Da wo der Gletscher kalbt

Einmal im Jahr will ich da oben stehen. Oben wo der Gletscher in einen kreisrunden See kalbt und jedes Jahr neue Kunstwerke aus abgetrennten Gletscherfragmenten im Wasser herum schwimmen. In diesem Jahr habe ich mir vorgenommen auf der Seite des Sees die Nacht zu verbringen, von wo aus sich eine sehr gute Perspektive zur untergehenden Milchstrasse anbietet. Den Weg meistere ich dieses Jahr sehr schnell und kräfteschonend. Auch wenn die Sonne beim Aufstieg pausenlos auf meine schwarzen Winterwanderhosen brennt, komme ich gut voran und habe oben schliesslich genug Zeit in aller Ruhe mein Billigzelt mit Hilfe von Steinen windfest aufzubauen. Der See ist zu meiner Überraschung bereits zugefroren. Also gibt es keine Spiegelung, denk ich mir, ein wenig enttäuscht.

Das Licht der “Blauen Stunde” bestrahlt die Steinlandschaft

Am Abend wollte ich zuerst an die andere Seeseite, jedoch entschloss ich mich unterwegs weiter nach oben aufzusteigen, da ich diese Perspektive auch noch nicht kannte. Der Weg da rauf war steil und mühsam, da man wirklich sehr Acht darauf geben muss, die Füsse nicht einzuklemmen unter plötzlich in Bewegung geratenen Steinblöcken. Aber genau diese wilde Steinwelt hat mich optisch enorm angesprochen. So suchte ich eine besonders schöne Komposition aus Felsblöcken zwecks Vordergrund, um diese gewaltige Aussicht bei den letzten Sonnenstrahlen abzulichten. Bis in die blaue Stunde blieb ich noch oben und stieg dann in der Dämmerung Richtung Zelt hinab. Da gab es dann erst einmal was zu Essen, denn bis zu diesem Zeitpunkt hatte ich an diesem Tag erst ganz wenig Festes zu mir genommen und doch schon ein paar Kalorien verbrannt.

Dann brach die Nacht herein und offenbarte die Schönheit dieses isolierten Gletschersees in einem ganz anderen Licht. Ich kann es unmöglich in Worte fassen, wie geborgen ich mich da oben fühlte in jener Nacht. So fern von jeglichen menschlichen Einflüssen und so vermeintlich nah am Kern von unserer Heimatgalaxie.

Dass der See zugefroren war, hatte nun auch seine gute Seite, denn als die Temperatur gegen Null Grad Celsius sank, traute ich mich auf die dünne Eisschicht des Sees. Eine ganz neue Welt an Vordergründen tat sich mir auf. Überall Linien, Skulpturen aus Eis und Framing-Möglichkeiten für ein schönes Bild. Vorsichtig hüpfe ich von Scholle zu Scholle, um möglichst die spärlich zugefrorene Eisschicht zu meiden. Was für ein Erlebnis!

Am frühen Morgen beim ersten Blick aus dem Zelt sehe ich direkt ins Tal des Aufstiegs hinab. Ich freue mich, hoch über den Wolken zu sein, welche weit unten als Meer das Tal bedecken. Der Blick in die andere Richtung, wo sich mein geplantes Fotosujet befand, erfreute mich umso mehr: Sanfte und doch schön definierte Schleierwolken waren am Himmel und der Osten war frei. Wie erwartet sah der Himmel fantastisch aus und harmonierte wunderbar mit den Blautönen der Gletscherschollen.

▶ _Bereitgestelltes Material_:
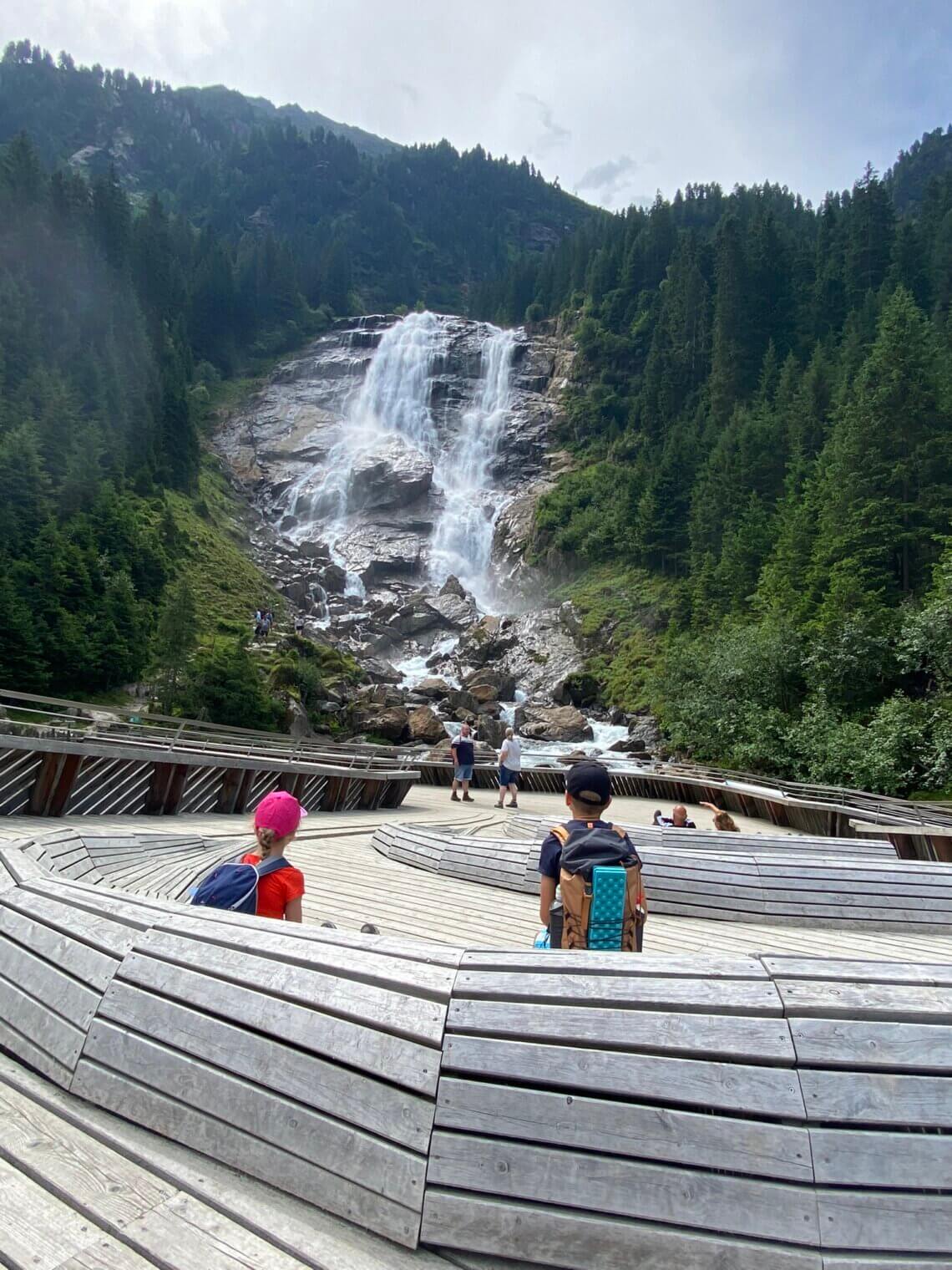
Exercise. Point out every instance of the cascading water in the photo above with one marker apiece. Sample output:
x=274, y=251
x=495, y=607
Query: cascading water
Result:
x=463, y=535
x=393, y=399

▶ _Was zu tun ist_:
Schreibe aus dem Text über den Gletschersee alles von „Das Licht der“ bis hinunter zu „paar Kalorien verbrannt.“ wortgetreu ab. Stütze dich nur auf den Text über den Gletschersee.

▶ _Deine Lösung_:
Das Licht der “Blauen Stunde” bestrahlt die Steinlandschaft

Am Abend wollte ich zuerst an die andere Seeseite, jedoch entschloss ich mich unterwegs weiter nach oben aufzusteigen, da ich diese Perspektive auch noch nicht kannte. Der Weg da rauf war steil und mühsam, da man wirklich sehr Acht darauf geben muss, die Füsse nicht einzuklemmen unter plötzlich in Bewegung geratenen Steinblöcken. Aber genau diese wilde Steinwelt hat mich optisch enorm angesprochen. So suchte ich eine besonders schöne Komposition aus Felsblöcken zwecks Vordergrund, um diese gewaltige Aussicht bei den letzten Sonnenstrahlen abzulichten. Bis in die blaue Stunde blieb ich noch oben und stieg dann in der Dämmerung Richtung Zelt hinab. Da gab es dann erst einmal was zu Essen, denn bis zu diesem Zeitpunkt hatte ich an diesem Tag erst ganz wenig Festes zu mir genommen und doch schon ein paar Kalorien verbrannt.